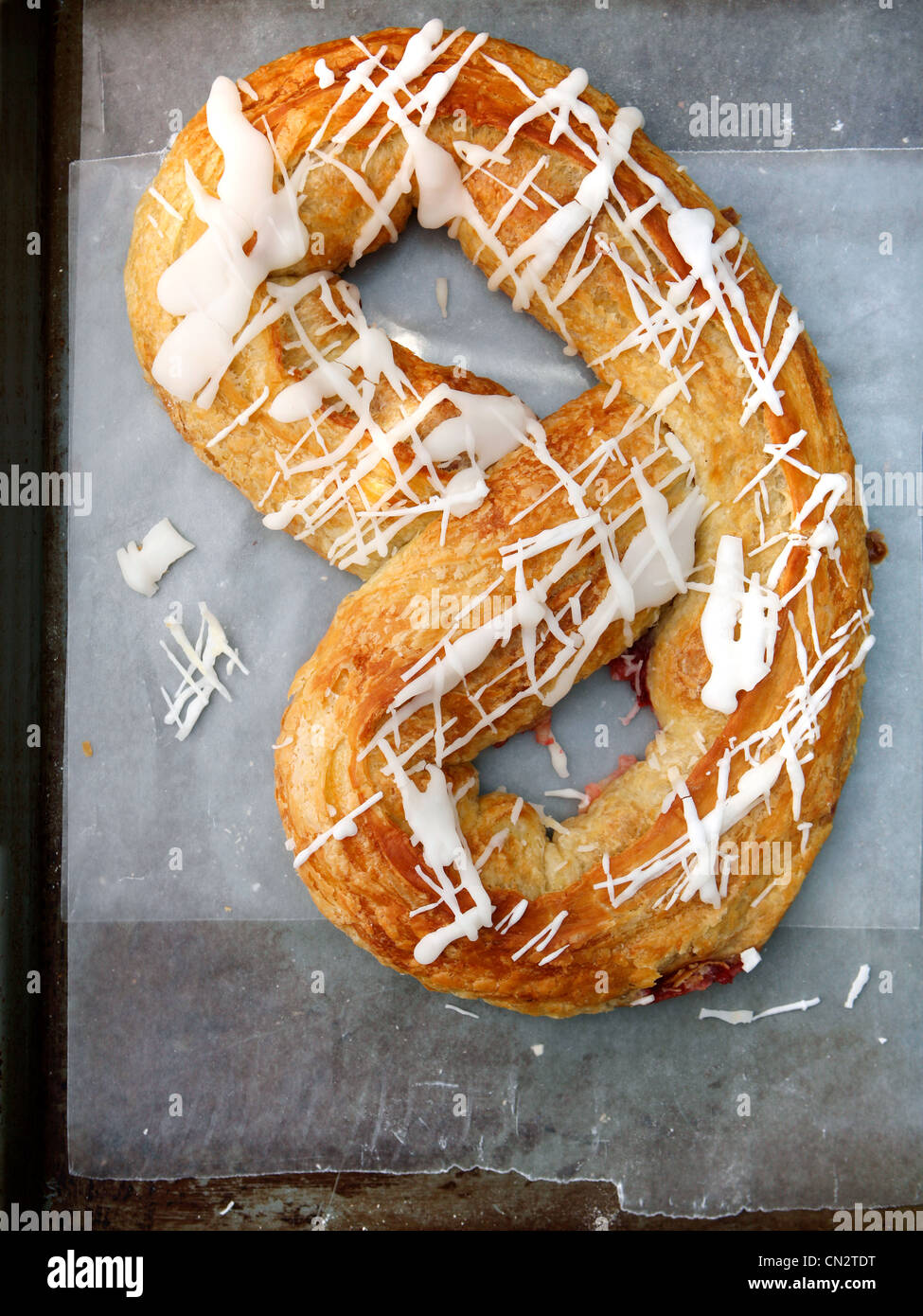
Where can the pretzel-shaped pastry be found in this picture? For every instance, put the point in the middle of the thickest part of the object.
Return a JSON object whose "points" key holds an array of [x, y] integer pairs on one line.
{"points": [[697, 498]]}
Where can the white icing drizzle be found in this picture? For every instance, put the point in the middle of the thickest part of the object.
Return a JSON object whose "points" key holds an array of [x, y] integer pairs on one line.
{"points": [[211, 286], [323, 74], [747, 1016], [195, 691], [162, 200], [750, 958], [858, 985], [737, 664], [511, 918], [142, 567], [434, 820], [341, 829], [211, 289], [544, 937]]}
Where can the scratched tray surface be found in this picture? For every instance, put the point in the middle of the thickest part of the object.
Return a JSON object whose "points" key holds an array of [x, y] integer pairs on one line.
{"points": [[214, 1029]]}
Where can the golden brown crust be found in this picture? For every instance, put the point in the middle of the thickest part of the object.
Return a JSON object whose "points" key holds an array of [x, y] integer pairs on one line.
{"points": [[369, 883]]}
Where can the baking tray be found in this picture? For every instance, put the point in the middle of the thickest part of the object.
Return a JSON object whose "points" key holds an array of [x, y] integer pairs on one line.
{"points": [[229, 953]]}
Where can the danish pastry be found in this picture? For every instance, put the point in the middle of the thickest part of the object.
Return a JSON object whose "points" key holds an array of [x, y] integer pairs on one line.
{"points": [[690, 515]]}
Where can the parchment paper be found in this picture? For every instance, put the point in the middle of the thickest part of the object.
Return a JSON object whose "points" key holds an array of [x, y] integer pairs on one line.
{"points": [[292, 1049]]}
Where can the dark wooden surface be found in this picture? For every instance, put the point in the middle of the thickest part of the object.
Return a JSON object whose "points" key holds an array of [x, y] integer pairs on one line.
{"points": [[34, 1073]]}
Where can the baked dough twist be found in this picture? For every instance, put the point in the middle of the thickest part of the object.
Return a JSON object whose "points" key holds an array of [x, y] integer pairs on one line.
{"points": [[697, 498]]}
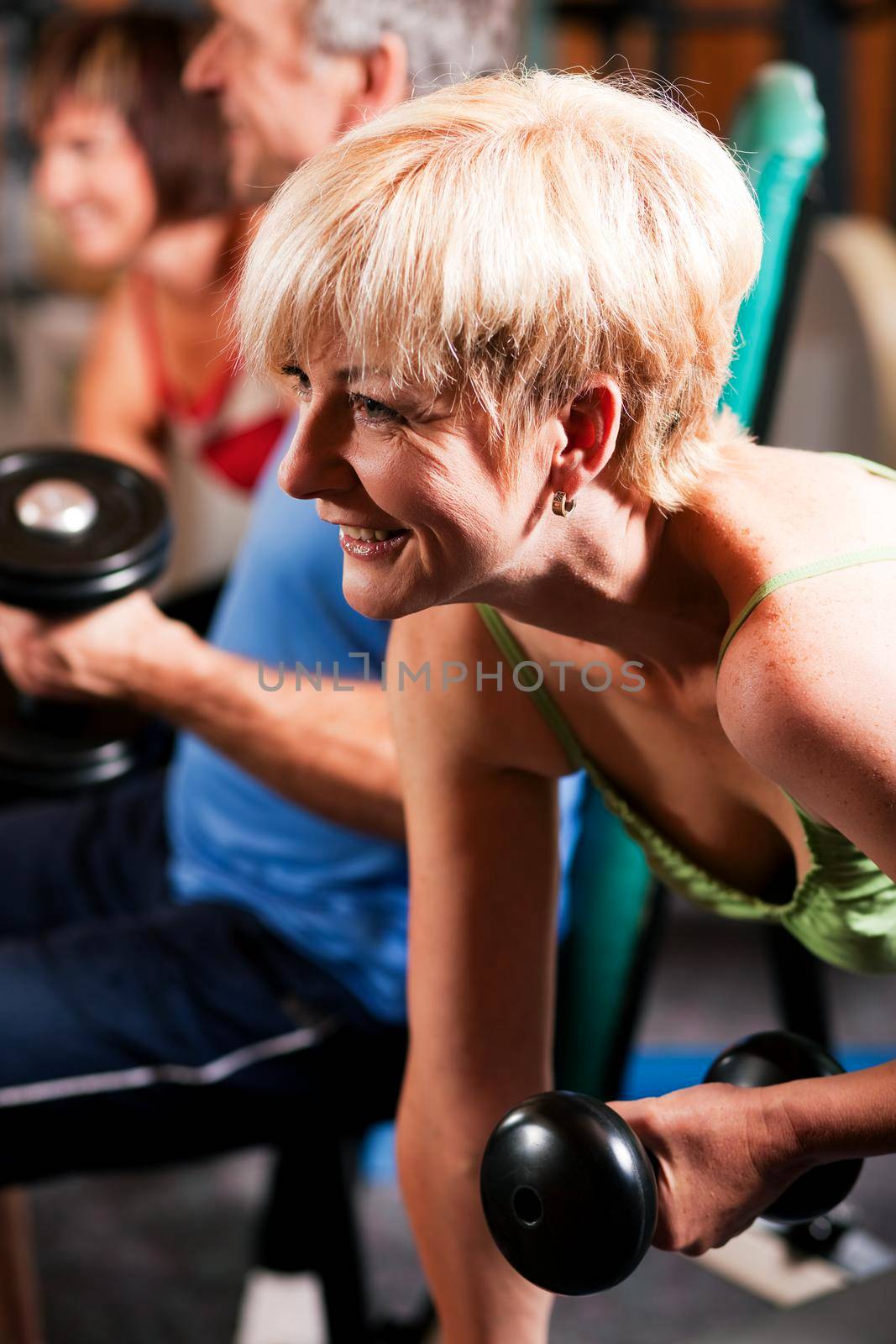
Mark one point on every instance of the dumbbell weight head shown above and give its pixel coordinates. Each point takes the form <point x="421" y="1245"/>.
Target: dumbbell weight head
<point x="570" y="1194"/>
<point x="76" y="531"/>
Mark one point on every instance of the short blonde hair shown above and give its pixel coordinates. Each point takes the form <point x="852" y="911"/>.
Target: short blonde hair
<point x="510" y="239"/>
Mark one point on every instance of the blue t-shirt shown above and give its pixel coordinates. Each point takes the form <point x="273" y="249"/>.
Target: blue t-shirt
<point x="338" y="895"/>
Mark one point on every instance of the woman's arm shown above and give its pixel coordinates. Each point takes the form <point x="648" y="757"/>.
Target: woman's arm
<point x="484" y="875"/>
<point x="117" y="409"/>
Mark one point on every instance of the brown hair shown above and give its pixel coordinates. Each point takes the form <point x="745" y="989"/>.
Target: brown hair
<point x="134" y="62"/>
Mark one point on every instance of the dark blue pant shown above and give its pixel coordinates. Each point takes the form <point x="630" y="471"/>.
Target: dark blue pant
<point x="137" y="1030"/>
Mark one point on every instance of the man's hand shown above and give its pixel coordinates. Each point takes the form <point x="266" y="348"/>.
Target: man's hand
<point x="81" y="656"/>
<point x="723" y="1152"/>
• • •
Scan the data above for the word "tray", then copy every line that holds it.

Where can the scratched tray surface be found in this picture? For every instance, put the point in the middle of the thickest part of the object.
Where can the baking tray be found in this picture? For every instance, put the point in the middle of the thickest part of the object.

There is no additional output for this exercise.